● Task to complete:
List every four-digit year that appears in the text about Robert Crumb.

● Excerpt:
+ + + + +

Crumb in Chestertown, 2010
Born Robert Dennis Crumb
(1943-08-30) August 30, 1943 (age 69)
Philadelphia, Pennsylvania, U.S.
Nationality American
Area(s)
Pseudonym(s) R. Crumb
Notable works

Official website

Robert Dennis Crumb (born August 30, 1943), known as Robert Crumb and R. Crumb, is an American cartoonist and musician. His work displays a nostalgia for American folk culture of the late 19th and early 20th centuries, and sharp satire of contemporary American culture. His work has attracted controversy, especially for his depiction of women and racial minorities.

Crumb first rose to prominence after the 1968 debut of Zap Comix, which was the first successful publication of the underground comix era. Countercultural characters such as Fritz the Cat and Mr. Natural, and the images from his "Keep on Truckin'" strip, were among his popular creations. Following the decline of the underground, he moved towards biographical and autobiographical subjects, while refining his drawing style, a heavily crosshatched pen-and-ink style inspired by late 19th– and early 20th-century cartooning. Much of his work appeared in a magazine he founded, Weirdo (1981–1993), which was one of the most prominent publications of the alternative comics era. He is married to cartoonist Aline Kominsky-Crumb, with whom he has frequently collaborated.

+ + + + +

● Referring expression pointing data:
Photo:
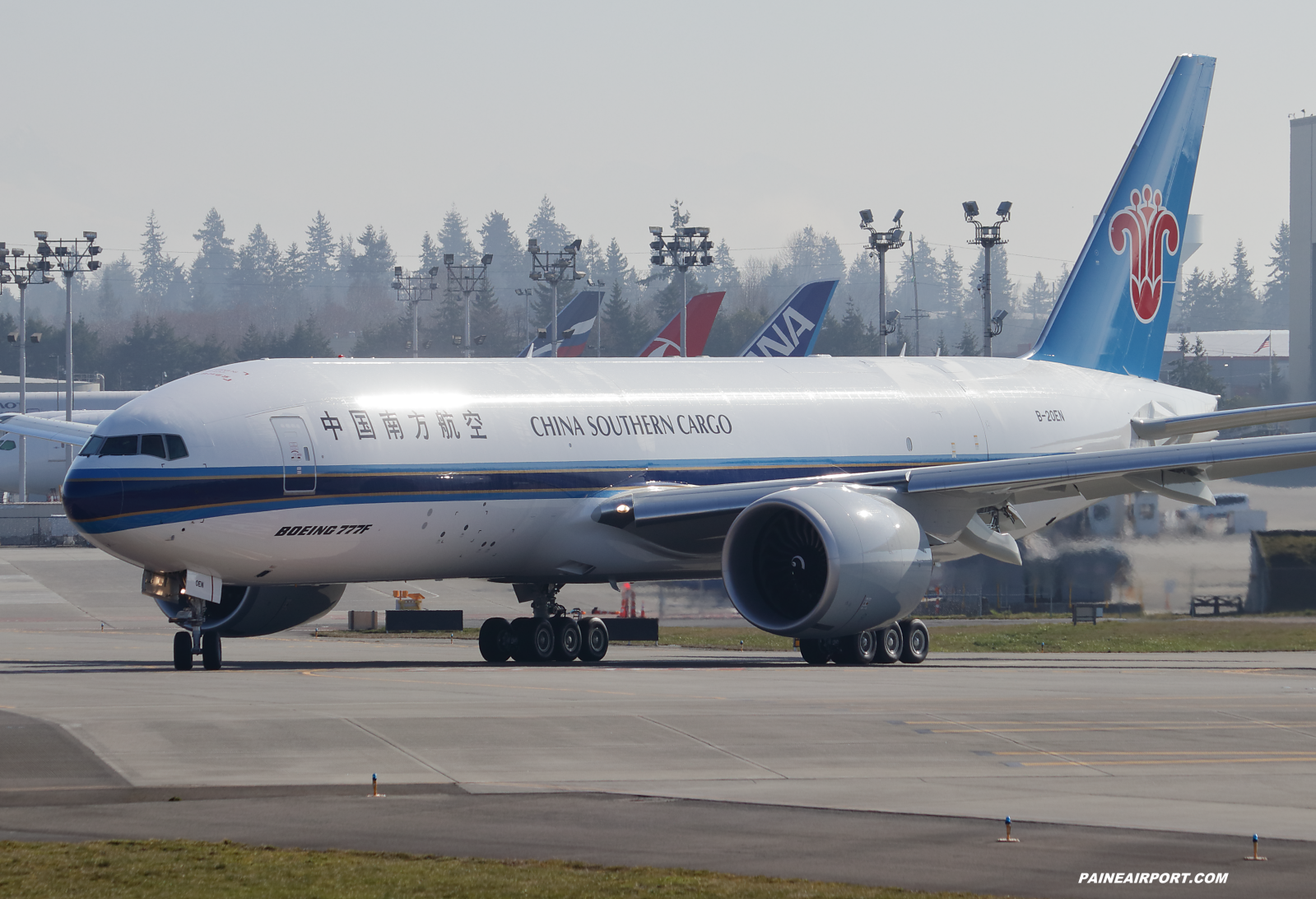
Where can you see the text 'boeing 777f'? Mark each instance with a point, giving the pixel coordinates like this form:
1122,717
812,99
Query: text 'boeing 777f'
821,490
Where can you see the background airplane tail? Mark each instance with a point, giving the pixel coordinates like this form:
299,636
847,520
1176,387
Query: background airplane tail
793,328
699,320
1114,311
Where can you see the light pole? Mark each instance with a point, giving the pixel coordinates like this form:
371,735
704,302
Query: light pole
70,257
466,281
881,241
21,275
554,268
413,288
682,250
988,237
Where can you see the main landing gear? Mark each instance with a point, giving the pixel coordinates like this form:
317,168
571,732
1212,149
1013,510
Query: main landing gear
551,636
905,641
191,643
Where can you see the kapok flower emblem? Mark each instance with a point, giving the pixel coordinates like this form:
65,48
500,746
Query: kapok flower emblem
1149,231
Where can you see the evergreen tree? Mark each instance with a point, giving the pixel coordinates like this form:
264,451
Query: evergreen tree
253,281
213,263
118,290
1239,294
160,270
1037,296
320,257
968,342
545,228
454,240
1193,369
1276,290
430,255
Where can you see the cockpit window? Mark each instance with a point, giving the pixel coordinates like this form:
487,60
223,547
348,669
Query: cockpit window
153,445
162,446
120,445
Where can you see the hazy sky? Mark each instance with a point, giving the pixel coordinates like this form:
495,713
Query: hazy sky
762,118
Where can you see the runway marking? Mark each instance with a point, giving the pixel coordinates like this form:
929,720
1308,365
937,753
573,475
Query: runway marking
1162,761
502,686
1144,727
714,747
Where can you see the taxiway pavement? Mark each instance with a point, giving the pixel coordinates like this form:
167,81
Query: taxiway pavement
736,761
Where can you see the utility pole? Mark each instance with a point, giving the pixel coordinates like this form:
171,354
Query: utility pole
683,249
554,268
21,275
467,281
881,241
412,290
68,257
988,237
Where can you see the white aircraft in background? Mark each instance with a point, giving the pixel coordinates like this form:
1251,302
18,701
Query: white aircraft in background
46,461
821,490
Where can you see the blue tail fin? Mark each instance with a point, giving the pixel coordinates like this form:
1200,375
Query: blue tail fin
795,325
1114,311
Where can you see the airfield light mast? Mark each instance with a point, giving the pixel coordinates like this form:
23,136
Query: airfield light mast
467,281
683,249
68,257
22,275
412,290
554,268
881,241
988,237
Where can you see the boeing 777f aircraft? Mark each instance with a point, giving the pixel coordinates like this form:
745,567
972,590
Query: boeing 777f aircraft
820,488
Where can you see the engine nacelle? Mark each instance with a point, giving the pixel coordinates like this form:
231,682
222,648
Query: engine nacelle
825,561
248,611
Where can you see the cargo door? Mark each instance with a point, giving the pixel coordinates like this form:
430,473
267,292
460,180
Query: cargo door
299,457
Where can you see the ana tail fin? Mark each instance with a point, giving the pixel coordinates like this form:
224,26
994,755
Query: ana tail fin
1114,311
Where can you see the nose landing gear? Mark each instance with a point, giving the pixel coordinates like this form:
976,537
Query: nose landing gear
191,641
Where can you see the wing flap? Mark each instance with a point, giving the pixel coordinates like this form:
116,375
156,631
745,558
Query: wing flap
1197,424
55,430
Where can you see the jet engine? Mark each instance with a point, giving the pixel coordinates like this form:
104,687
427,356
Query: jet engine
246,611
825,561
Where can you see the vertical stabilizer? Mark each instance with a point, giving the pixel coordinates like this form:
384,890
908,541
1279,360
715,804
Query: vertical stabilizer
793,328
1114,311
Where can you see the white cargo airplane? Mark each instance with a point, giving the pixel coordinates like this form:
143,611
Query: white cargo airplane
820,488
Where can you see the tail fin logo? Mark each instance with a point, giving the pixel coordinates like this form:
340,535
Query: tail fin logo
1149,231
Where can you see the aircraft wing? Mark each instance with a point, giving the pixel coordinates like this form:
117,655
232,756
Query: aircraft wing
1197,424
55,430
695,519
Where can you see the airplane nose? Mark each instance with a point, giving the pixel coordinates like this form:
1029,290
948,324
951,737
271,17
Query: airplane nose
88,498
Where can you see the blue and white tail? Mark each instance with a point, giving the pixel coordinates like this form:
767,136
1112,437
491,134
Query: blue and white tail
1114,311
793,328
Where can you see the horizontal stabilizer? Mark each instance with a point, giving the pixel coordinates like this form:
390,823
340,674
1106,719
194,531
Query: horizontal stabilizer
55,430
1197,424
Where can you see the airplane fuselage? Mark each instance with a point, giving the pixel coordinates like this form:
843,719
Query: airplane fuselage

+ + + + +

● Result of this task:
2010, 1943, 1968, 1981, 1993